───── Information shown
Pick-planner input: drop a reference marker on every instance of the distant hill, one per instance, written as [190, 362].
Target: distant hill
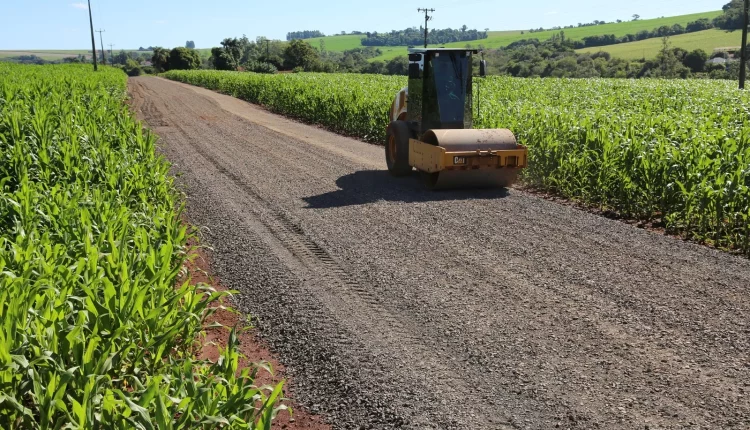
[498, 39]
[707, 40]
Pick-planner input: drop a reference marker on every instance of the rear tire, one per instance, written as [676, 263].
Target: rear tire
[397, 148]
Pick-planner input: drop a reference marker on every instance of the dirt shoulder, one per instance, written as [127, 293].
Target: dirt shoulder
[253, 349]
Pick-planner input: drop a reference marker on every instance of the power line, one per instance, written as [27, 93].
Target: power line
[93, 43]
[743, 55]
[101, 41]
[426, 18]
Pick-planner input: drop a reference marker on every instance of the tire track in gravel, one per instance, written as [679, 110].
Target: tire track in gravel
[342, 290]
[536, 314]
──────────
Reproduce all the lines above with "reference marker" swapped for "location pin" wherever it occurs, changing nothing else. Leave out the pictures.

Pick-planner input: drop a location pin on every instance of the distant hill, one per instance, written as [190, 362].
Target: distant hill
[498, 39]
[707, 40]
Pick-planner input: drop a location pin on every instance of the rear tire, one per instance, written as [676, 263].
Target: rear tire
[397, 148]
Pick-planner input: drop a location pin on every instance of the dirt shoulder, one per instance, written as [127, 293].
Target: dirt shoulder
[253, 349]
Pick-planner input: drop a location pin on every instance of the power line, one per instance, written as [27, 93].
Target: power line
[93, 43]
[743, 55]
[101, 41]
[426, 18]
Pick-planner input: drop a location pin on every instance of the tire track in gravel, one per instance, written as [679, 110].
Target: tire track in gravel
[342, 290]
[536, 314]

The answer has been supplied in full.